Task brief: All material below is to be reproduced exactly.

Extracted entries:
****

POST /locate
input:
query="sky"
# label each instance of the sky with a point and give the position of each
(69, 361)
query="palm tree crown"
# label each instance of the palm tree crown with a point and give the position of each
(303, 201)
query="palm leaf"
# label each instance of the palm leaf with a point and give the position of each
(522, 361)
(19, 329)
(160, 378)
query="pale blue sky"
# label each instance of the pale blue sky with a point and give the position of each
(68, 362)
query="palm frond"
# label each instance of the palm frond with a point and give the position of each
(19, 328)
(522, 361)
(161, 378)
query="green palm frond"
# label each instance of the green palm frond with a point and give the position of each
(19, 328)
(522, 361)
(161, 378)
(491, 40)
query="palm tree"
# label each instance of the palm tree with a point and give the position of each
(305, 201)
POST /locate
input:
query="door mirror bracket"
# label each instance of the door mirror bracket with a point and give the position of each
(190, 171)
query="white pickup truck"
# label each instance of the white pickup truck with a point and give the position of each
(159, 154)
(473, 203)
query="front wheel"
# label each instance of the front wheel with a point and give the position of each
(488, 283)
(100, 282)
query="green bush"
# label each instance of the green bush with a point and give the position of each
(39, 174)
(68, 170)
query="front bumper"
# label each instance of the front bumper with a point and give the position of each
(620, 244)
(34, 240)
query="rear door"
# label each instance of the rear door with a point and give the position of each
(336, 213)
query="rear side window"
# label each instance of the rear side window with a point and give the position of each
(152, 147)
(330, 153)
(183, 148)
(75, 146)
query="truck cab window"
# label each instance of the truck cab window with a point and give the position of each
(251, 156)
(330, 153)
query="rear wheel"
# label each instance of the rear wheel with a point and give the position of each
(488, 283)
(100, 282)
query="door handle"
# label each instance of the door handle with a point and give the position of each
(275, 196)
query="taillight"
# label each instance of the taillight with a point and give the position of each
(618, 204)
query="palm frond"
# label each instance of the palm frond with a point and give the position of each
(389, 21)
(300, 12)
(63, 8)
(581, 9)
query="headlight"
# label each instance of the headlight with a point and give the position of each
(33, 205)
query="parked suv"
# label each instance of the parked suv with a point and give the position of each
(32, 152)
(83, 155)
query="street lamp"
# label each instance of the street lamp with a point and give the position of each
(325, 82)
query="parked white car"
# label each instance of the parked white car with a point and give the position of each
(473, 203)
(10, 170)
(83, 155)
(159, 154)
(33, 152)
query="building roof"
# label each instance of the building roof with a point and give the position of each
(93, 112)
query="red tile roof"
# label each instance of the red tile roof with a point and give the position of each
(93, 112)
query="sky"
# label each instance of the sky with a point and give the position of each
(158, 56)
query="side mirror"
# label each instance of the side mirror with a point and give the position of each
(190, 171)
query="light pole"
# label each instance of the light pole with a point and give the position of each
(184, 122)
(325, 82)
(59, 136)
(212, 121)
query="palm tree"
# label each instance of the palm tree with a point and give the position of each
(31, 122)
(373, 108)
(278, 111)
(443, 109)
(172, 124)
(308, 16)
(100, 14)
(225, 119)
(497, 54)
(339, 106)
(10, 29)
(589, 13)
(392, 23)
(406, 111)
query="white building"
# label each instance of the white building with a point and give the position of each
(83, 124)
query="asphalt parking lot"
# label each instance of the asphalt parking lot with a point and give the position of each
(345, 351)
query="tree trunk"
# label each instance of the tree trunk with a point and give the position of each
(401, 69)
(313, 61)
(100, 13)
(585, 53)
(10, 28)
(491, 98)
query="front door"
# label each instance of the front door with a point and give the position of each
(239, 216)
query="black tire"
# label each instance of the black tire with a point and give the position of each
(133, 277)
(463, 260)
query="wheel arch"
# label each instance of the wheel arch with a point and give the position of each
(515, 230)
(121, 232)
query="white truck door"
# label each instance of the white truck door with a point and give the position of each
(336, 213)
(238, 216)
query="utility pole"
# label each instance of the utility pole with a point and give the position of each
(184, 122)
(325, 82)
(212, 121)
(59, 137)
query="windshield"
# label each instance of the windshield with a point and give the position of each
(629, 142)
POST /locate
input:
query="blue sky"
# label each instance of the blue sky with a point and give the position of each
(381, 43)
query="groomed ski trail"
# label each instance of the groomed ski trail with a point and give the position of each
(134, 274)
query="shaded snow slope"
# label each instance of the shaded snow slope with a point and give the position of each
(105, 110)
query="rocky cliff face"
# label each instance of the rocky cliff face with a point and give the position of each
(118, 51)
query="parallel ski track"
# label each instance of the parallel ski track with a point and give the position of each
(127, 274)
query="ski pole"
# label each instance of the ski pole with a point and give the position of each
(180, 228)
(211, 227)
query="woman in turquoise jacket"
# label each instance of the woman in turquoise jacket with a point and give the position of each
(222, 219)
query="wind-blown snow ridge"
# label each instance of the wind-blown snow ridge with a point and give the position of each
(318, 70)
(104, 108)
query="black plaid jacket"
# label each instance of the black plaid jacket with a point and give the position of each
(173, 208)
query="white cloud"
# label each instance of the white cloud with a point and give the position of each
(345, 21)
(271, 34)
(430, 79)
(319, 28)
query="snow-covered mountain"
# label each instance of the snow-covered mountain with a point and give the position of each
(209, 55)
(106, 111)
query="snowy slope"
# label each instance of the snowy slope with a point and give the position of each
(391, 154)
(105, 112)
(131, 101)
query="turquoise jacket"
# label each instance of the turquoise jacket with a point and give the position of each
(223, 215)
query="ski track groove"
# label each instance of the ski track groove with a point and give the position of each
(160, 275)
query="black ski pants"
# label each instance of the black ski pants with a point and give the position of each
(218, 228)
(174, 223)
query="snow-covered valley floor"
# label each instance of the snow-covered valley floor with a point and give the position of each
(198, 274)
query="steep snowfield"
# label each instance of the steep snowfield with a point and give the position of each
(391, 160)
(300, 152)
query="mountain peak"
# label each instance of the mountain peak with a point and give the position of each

****

Correct output:
POST /locate
input:
query="sky"
# label each instance of the sky with a point and give the position of each
(69, 361)
query="palm tree crown"
# label each instance of the palm tree crown with a point and give the position of each
(303, 201)
query="palm leaf"
# label each instance of the palm leaf with a point and give the position of each
(522, 361)
(19, 329)
(160, 378)
query="pale blue sky"
# label each instance of the pale blue sky with a point and give the position of each
(68, 362)
query="palm frond"
# label each instance of the palm frond with a point and give the position of each
(19, 328)
(522, 361)
(161, 378)
query="green palm frond"
# label each instance of the green palm frond with a point and give the position of each
(19, 328)
(522, 361)
(161, 378)
(491, 40)
query="palm tree"
# label each instance of the palm tree with a point and give the position of each
(305, 201)
POST /locate
input:
query="door mirror bracket"
# label each instance of the door mirror bracket with a point and give the position of each
(190, 171)
query="white pickup truck"
# label each instance of the white pickup truck with a point and give the position of each
(159, 154)
(473, 203)
query="front wheel"
# label each instance of the front wheel with a point and give the position of each
(488, 283)
(100, 282)
query="green bush"
# label each instance of the green bush with a point and give the position of each
(39, 174)
(68, 170)
query="front bumper"
# label each instance of the front bumper with a point and give the position of each
(620, 244)
(34, 240)
query="rear door"
# label each instance of the rear door with a point and give the position of each
(336, 213)
query="rear side window"
# label each instance of the rear side window with a point and give the position of each
(152, 147)
(330, 153)
(183, 148)
(75, 146)
query="truck cab window"
# label each instance of the truck cab window with a point and give the position of each
(251, 156)
(330, 153)
query="rear wheel"
# label each instance of the rear wheel with a point and give the position of each
(488, 283)
(100, 282)
query="door handle"
# label each instance of the door handle with a point and give the position of each
(275, 196)
query="taillight"
# label each instance of the taillight with a point and give the position of each
(618, 204)
query="palm frond"
# label each instance of the palm frond with a point and give the position of each
(389, 21)
(300, 12)
(63, 8)
(581, 9)
query="headlight"
# label each instance of the headlight with a point and give the position of each
(33, 205)
query="parked suv"
# label each instance of the parked suv with a point and give the position of each
(32, 152)
(83, 155)
query="street lamp"
# label each instance of the street lamp with a point and give the position of each
(325, 82)
query="parked white car"
# label each instance of the parked white car with a point and give the position of each
(473, 203)
(10, 170)
(83, 155)
(159, 154)
(33, 152)
query="building roof"
# label each instance of the building roof with a point and give the position of each
(93, 112)
query="red tile roof"
# label each instance of the red tile roof with a point and give the position of each
(93, 112)
query="sky"
# label each instance of the sky with a point and give the position of each
(158, 56)
query="side mirror"
# label each instance of the side mirror with a point and give the position of each
(190, 171)
query="light pole"
# label each instance of the light pole with a point and give the position of each
(184, 122)
(325, 82)
(59, 136)
(212, 121)
query="palm tree"
# label each instance of the palm tree with a point and give the position of each
(31, 122)
(373, 108)
(278, 111)
(443, 109)
(172, 124)
(308, 16)
(100, 14)
(225, 119)
(497, 54)
(339, 106)
(10, 29)
(589, 13)
(392, 23)
(406, 111)
query="white building"
# label each instance of the white building with a point and give the position of each
(83, 124)
query="asphalt parking lot"
# label each instance of the asphalt parking lot with a point and give the position of each
(345, 351)
query="tree trunk"
# label each instance of the tree trunk with a point and give the position of each
(401, 69)
(313, 61)
(100, 13)
(585, 53)
(10, 28)
(491, 98)
query="front door"
# label each instance of the front door with a point and give the position of each
(239, 216)
query="black tire"
# label each instance of the black tire with a point and give the position of each
(133, 277)
(463, 260)
query="wheel arch"
# label each instance of the wheel arch with a point and give the position of each
(515, 230)
(121, 232)
query="white truck door"
# label each instance of the white truck door with a point and give the position of each
(336, 213)
(238, 216)
query="utility pole"
# label each instance of the utility pole with a point and give the position of each
(184, 122)
(325, 82)
(212, 121)
(59, 137)
query="windshield"
# label each instance of the windshield with a point and give the position of each
(629, 142)
POST /locate
input:
query="blue sky"
# label each instance of the blue sky with a point and give the position of each
(381, 43)
query="groomed ski trail"
# label each instance of the groomed ski trail with a point and give the position of each
(134, 274)
query="shaded snow slope"
# label each instance of the shaded snow slope with a point and give the position of each
(105, 110)
query="rocky cliff face"
# label each instance of the rocky cliff face with a point and give the position of each
(118, 51)
query="parallel ski track"
# label each instance of the parallel ski track with a point and give the position of each
(127, 274)
query="ski pole"
# label each instance of the ski pole with a point and give the position of each
(180, 228)
(211, 227)
query="woman in turquoise jacket"
# label each instance of the woman in turquoise jacket with a point and give the position of each
(222, 219)
query="wind-blown snow ridge"
# label each instance of the wind-blown snow ridge with a point and give the position of each
(318, 70)
(104, 108)
query="black plaid jacket"
# label each instance of the black plaid jacket with a point and give the position of each
(173, 208)
query="white cloud"
# label each instance of the white cloud with a point and give the position of each
(345, 21)
(271, 34)
(430, 79)
(319, 28)
query="snow-covered mountain"
# label each instance of the snow-covered mountain with a point and give the position of each
(209, 55)
(106, 111)
query="snowy slope"
# label each instance of the snowy slope with a point and give the position of each
(391, 154)
(105, 112)
(131, 101)
query="turquoise jacket"
# label each instance of the turquoise jacket with a point and give the position of each
(223, 215)
query="ski track groove"
# label each instance of the ski track groove with a point and give the position of each
(160, 275)
query="black ski pants"
# label each instance of the black ski pants with a point and give the position of each
(218, 228)
(174, 223)
query="snow-covered valley floor"
# label each instance of the snow-covered valley floor with a point and give the position of each
(198, 274)
query="steep snowfield"
# label each instance of the steep snowfield with a point and give the position of each
(391, 160)
(300, 152)
query="mountain peak"
# label each instance of the mountain peak with a point and give the position of each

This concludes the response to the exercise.